About this exercise
Would you return all of this data exactly, leaving nothing out?

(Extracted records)
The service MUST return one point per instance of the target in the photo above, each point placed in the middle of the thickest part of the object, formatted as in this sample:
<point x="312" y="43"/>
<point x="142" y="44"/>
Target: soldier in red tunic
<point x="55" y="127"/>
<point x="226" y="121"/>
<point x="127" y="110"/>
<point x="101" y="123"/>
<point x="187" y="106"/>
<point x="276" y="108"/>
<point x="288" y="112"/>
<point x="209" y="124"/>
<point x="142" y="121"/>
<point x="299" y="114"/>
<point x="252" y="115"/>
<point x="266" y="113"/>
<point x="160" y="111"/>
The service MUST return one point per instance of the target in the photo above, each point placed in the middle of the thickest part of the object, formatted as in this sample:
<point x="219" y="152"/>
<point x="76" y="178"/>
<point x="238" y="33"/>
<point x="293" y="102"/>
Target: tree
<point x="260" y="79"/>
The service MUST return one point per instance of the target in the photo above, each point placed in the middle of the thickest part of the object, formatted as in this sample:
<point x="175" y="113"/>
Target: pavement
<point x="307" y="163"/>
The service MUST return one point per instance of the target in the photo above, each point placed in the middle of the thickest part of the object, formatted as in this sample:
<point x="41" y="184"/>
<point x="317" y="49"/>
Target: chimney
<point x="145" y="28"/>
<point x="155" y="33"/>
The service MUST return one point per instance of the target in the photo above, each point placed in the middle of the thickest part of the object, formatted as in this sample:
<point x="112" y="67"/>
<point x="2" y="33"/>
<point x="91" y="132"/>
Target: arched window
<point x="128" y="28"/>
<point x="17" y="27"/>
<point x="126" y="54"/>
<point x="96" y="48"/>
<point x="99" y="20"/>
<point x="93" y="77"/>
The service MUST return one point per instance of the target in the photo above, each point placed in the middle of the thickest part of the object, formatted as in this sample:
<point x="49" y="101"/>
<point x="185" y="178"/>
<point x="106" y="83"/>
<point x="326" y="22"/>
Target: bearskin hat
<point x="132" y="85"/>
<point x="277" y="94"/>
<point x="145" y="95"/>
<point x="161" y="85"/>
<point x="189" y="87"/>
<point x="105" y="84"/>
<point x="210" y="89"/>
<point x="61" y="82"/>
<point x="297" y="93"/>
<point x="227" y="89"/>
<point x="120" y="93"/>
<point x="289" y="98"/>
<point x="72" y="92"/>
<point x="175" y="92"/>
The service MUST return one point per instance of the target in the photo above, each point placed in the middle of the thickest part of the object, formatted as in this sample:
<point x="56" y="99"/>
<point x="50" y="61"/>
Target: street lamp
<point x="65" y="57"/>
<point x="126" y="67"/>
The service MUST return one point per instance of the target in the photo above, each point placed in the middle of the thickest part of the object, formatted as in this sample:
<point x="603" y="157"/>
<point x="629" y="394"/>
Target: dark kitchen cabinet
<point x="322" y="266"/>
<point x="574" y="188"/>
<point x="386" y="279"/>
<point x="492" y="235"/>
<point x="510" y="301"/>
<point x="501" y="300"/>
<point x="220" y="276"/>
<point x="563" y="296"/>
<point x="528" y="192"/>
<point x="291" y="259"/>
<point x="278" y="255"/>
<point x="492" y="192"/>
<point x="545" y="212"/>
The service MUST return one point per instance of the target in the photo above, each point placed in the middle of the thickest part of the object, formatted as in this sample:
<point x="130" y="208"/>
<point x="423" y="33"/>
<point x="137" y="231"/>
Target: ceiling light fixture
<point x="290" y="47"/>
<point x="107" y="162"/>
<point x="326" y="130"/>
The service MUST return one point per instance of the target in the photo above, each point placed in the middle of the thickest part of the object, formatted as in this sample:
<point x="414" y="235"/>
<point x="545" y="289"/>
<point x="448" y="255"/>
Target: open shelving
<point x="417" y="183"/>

Task answer
The service MUST return one point per instance of the target in the photo above, each point placed in the middle of the thickest part of the object, formatted as in this sample:
<point x="312" y="43"/>
<point x="142" y="44"/>
Target: soldier in red tunic
<point x="55" y="127"/>
<point x="226" y="121"/>
<point x="127" y="110"/>
<point x="101" y="123"/>
<point x="187" y="106"/>
<point x="276" y="108"/>
<point x="288" y="112"/>
<point x="209" y="124"/>
<point x="142" y="121"/>
<point x="299" y="114"/>
<point x="252" y="115"/>
<point x="266" y="113"/>
<point x="160" y="111"/>
The service MUST return one point per instance of the target in the photo above, each point placed in the middle of the thickest part of the object, formatted as in this sample:
<point x="219" y="152"/>
<point x="76" y="178"/>
<point x="238" y="33"/>
<point x="293" y="102"/>
Target: tree
<point x="260" y="79"/>
The service MUST return one point per instance of the target in the photo above, each point placed in the middle of the thickest part of the object, formatted as in this sample:
<point x="175" y="113"/>
Target: pavement
<point x="307" y="163"/>
The service MUST return one point per instance of the target in the photo above, each point placed in the middle of the thickest part of the object, formatted as in this sample:
<point x="41" y="184"/>
<point x="317" y="49"/>
Target: chimney
<point x="145" y="28"/>
<point x="155" y="33"/>
The service MUST return one point per instance of the target in the photo above, each point placed in the middle of the thickest part of the object, formatted as in this sample:
<point x="112" y="67"/>
<point x="2" y="33"/>
<point x="91" y="132"/>
Target: arched window
<point x="128" y="28"/>
<point x="17" y="27"/>
<point x="126" y="54"/>
<point x="96" y="48"/>
<point x="99" y="20"/>
<point x="93" y="77"/>
The service MUST return one point per instance of the target in the photo above, each point placed in the middle of the thickest part of the object, formatted as in this sample:
<point x="49" y="101"/>
<point x="185" y="178"/>
<point x="106" y="83"/>
<point x="326" y="22"/>
Target: bearskin hat
<point x="132" y="85"/>
<point x="277" y="94"/>
<point x="145" y="95"/>
<point x="161" y="85"/>
<point x="189" y="87"/>
<point x="105" y="84"/>
<point x="210" y="89"/>
<point x="61" y="82"/>
<point x="297" y="93"/>
<point x="227" y="89"/>
<point x="120" y="93"/>
<point x="289" y="98"/>
<point x="72" y="92"/>
<point x="175" y="92"/>
The service MUST return one point per instance of the target in the photo above, each point placed in the middle of the thickest part of the object, formatted as in this sample:
<point x="56" y="99"/>
<point x="50" y="61"/>
Target: street lamp
<point x="65" y="57"/>
<point x="126" y="67"/>
The service MUST return one point per instance of the target in the photo above, each point placed in the middle of the thickest part of the object, formatted as in this sample:
<point x="603" y="157"/>
<point x="629" y="394"/>
Target: dark kitchen cabinet
<point x="322" y="266"/>
<point x="574" y="188"/>
<point x="386" y="279"/>
<point x="492" y="235"/>
<point x="510" y="301"/>
<point x="501" y="300"/>
<point x="220" y="276"/>
<point x="563" y="296"/>
<point x="528" y="192"/>
<point x="291" y="259"/>
<point x="278" y="255"/>
<point x="492" y="192"/>
<point x="545" y="212"/>
The service MUST return one point per instance of the target in the photo above, each point placed in the middle of the thickest part of the object, formatted as in this sample:
<point x="130" y="208"/>
<point x="423" y="33"/>
<point x="137" y="231"/>
Target: ceiling light fixture
<point x="290" y="47"/>
<point x="107" y="162"/>
<point x="326" y="130"/>
The service MUST return one point per instance of the target in the photo above, each point placed in the middle of the thickest part of the object, formatted as in this sample:
<point x="414" y="235"/>
<point x="545" y="289"/>
<point x="448" y="255"/>
Target: open shelving
<point x="417" y="183"/>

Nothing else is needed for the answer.